** BEGIN SELECTED EXCERPT **

# I need a 'go to' library for Brass and I am not happy with what I have.



## SimonCharlesHanna (Jul 23, 2013)

I own HB, VSL Brass 1 and 2, sympobia and Sample modelling products and I'm a bit sick of not having a 'go to' brass section. 

I am looking at Dimension Brass - any thoughts on this product?

Are there any new alternatives either just out or coming soon that I may not know of?


Cheers,
Simon


----------



## MarkS_Comp (Jul 23, 2013)

How do you not have a 'go to' brass section with what you have already? That doesn't make sense. It would be understandable if you felt you were missing articulations, but that doesnt appear to be what you are saying here. With respect, maybe it's you? Maybe you don't know what real brass should sound like? Maybe you just aren't getting the most out of your tools? 

The only other really good brass lib that's on the market today that I know of, is Cinebrass. But I dont think that CB can do that much more than HB. maybe a little, maybe it's a little better in certain areas, but all in all, I think they are comprable. If you cant say HB is a go to brass lib, then you probably wont be able to say that about CB either.

Maybe wait for OT brass?

** END SELECTED EXCERPT **

**PARTS OF THE EXERCISE:**
1. Write out the part of the brass library thread that opens with the words containing "## MarkS_Comp (Jul" and closes with "of your tools?".
2. In the brass library thread, which products does the first poster say he already owns?
3. In the brass library thread, what does MarkS_Comp suggest waiting for?

** BEGIN COLLECTED MATERIAL **

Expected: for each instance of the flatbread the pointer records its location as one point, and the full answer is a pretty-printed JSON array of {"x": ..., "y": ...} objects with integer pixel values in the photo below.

** END COLLECTED MATERIAL **

**TASK SOLUTIONS:**
1.
## MarkS_Comp (Jul 23, 2013)

How do you not have a 'go to' brass section with what you have already? That doesn't make sense. It would be understandable if you felt you were missing articulations, but that doesnt appear to be what you are saying here. With respect, maybe it's you? Maybe you don't know what real brass should sound like? Maybe you just aren't getting the most out of your tools?

2. HB, VSL Brass 1 and 2, sympobia, and Sample modelling products

3. OT brass